▶ [Short task]:
Reproduce, word for word, the portion of the passage on company commercialization and growth requirements that lies between "Scalability" and "in the future.", inclusive.

▶ [Reading text]:
The company must be genuinely focussed on developing the innovation for a commercial purpose. 'Commercialisation' includes a range of activities that involve the implementation or sale of a new or significantly improved innovation that will directly lead to the generation of economic value for the company. This requirement draws the distinction between simply having an idea and commercialising an idea.
The EM does not define the meaning of the term 'genuinely focussed' within the context of subparagraph 360-40(1)(e)(i). 'Genuine' is defined in the online Macquarie Dictionary as 'being truly such; real; authentic." Focus is defined as "3. A central point, as of attraction, attention, or activity...8. To concentrate; to focus one's attention." In essence, the phrase 'genuinely focussed' is looking to what the company is truly concentrating and focussing their attention on or, put another way, what is the real central point of the company's activities. That is, the central activities of the company must be truly concentrated on developing their innovation for a commercial purpose. Developing an innovation for commercialisation in relation to a range of activities such as proof of concept activities, market research, prototyping, pilots and user testing, and other activities to prepare for the launch of the new innovation.
High growth potential
The company must be able to demonstrate that it has the potential for high growth within a broad addressable market. This refers to the company's ability to rapidly expand its business. Companies that are limited to supplying local customers will not meet this requirement.
Scalability
The company must be able to demonstrate that it has the potential to successfully scale up the business. The company must have operating leverage, whereas it increases its market share or enters into new markets, its existing revenues can be multiplied with a reduced or minimal increase in operating costs per unit.
Broader than local market
The company must be able to demonstrate that it has the potential to address a market that is broader than a local city, area or region. The company does not need to have a serviceable market at a national, multinational or global scale at the test time. However, it does need to show that the business is capable of addressing a market that is broader than a local market and that the business can be adapted to a broader scale in the future.

Stored items:

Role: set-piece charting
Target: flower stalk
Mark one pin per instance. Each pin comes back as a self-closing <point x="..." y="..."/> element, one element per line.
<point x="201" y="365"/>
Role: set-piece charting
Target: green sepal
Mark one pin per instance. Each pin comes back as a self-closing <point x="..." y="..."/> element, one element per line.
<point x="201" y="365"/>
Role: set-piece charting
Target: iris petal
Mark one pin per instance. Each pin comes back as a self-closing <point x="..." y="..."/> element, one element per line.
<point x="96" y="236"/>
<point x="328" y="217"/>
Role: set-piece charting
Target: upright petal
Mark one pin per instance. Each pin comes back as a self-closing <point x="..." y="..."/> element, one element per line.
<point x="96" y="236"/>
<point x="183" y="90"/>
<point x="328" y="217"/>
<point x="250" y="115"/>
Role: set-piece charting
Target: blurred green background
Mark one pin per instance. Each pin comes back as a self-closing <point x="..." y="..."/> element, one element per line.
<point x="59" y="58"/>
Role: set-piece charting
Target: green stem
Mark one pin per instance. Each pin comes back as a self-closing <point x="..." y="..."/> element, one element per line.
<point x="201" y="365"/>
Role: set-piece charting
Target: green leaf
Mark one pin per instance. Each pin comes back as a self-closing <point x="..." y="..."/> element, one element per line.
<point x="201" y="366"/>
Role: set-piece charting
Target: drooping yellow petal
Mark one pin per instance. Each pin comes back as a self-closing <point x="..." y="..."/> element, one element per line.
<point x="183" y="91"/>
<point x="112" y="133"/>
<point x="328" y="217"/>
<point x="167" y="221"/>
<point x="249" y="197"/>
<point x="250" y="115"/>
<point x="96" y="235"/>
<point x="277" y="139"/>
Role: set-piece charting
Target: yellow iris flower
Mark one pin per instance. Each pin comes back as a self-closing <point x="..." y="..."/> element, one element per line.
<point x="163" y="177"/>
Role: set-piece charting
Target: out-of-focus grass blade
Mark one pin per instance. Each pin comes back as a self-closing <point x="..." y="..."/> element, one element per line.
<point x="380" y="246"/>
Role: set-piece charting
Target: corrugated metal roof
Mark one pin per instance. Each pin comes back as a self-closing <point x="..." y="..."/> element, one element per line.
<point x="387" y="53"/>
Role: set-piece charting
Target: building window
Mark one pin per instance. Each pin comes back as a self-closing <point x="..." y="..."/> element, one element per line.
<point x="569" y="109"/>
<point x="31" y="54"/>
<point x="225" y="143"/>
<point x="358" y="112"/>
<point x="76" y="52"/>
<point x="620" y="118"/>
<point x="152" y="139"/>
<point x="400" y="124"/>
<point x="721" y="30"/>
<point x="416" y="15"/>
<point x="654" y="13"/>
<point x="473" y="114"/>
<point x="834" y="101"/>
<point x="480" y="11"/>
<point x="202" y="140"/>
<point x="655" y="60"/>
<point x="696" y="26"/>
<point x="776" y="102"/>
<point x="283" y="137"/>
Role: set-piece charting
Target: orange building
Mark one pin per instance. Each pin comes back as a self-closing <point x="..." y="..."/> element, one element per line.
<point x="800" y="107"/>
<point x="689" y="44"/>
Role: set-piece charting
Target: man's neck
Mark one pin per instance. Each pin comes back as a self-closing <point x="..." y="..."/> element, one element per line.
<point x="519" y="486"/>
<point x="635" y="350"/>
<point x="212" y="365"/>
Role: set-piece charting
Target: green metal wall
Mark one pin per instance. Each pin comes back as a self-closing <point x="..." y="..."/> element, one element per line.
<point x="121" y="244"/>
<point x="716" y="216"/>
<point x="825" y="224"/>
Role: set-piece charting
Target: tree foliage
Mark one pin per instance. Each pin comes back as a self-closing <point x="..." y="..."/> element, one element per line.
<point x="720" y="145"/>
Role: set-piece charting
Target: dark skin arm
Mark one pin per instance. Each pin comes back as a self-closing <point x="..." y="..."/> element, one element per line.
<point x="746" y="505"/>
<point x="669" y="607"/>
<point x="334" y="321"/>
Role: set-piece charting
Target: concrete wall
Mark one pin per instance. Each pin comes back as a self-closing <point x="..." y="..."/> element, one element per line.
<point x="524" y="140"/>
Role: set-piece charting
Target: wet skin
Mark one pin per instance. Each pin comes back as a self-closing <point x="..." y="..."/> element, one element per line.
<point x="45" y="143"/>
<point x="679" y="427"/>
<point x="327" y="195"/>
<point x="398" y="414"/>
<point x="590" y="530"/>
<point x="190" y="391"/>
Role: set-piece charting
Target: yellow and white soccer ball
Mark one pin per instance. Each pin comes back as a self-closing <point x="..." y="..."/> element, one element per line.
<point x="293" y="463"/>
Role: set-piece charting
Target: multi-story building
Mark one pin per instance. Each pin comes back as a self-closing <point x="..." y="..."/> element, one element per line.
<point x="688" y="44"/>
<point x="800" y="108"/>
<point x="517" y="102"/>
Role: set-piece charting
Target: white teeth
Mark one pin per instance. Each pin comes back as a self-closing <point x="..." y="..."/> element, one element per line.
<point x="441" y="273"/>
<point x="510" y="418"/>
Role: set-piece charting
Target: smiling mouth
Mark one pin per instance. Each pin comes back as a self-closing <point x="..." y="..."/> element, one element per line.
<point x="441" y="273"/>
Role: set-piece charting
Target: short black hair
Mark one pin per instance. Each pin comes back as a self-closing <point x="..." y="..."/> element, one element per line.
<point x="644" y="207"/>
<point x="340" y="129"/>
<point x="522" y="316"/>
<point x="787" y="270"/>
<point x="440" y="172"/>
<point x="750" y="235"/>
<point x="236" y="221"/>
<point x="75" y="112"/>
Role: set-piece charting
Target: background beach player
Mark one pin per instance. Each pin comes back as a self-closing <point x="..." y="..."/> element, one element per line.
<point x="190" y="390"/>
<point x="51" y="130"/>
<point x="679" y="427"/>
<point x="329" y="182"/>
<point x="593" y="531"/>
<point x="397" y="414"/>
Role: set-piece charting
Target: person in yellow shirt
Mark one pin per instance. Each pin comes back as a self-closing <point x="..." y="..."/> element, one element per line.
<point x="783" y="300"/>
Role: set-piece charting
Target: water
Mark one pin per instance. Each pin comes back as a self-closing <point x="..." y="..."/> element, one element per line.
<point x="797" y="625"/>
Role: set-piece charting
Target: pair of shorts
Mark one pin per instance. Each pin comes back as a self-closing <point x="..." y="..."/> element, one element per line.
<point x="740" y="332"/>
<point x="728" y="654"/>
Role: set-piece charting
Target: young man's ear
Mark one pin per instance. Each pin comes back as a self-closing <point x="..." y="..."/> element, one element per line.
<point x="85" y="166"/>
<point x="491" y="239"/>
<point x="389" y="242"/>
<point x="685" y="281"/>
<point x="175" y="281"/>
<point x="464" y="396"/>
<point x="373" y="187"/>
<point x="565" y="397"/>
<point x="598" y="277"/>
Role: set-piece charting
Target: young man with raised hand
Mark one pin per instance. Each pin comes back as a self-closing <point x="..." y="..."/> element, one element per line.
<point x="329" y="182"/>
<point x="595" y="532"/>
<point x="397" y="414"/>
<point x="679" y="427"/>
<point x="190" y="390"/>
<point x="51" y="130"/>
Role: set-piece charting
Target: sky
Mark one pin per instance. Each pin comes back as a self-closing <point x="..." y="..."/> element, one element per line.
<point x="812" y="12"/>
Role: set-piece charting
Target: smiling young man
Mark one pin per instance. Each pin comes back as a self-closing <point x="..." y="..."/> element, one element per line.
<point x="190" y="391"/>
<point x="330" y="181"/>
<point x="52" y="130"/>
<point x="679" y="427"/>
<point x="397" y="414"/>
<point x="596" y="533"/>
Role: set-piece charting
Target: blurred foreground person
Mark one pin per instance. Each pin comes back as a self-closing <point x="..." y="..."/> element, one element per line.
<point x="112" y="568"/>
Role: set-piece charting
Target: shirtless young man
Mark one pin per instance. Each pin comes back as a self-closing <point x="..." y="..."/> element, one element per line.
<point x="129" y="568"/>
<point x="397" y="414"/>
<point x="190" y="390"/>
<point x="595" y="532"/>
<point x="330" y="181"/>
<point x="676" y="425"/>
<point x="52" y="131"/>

▶ [Worked answer]:
Scalability
The company must be able to demonstrate that it has the potential to successfully scale up the business. The company must have operating leverage, whereas it increases its market share or enters into new markets, its existing revenues can be multiplied with a reduced or minimal increase in operating costs per unit.
Broader than local market
The company must be able to demonstrate that it has the potential to address a market that is broader than a local city, area or region. The company does not need to have a serviceable market at a national, multinational or global scale at the test time. However, it does need to show that the business is capable of addressing a market that is broader than a local market and that the business can be adapted to a broader scale in the future.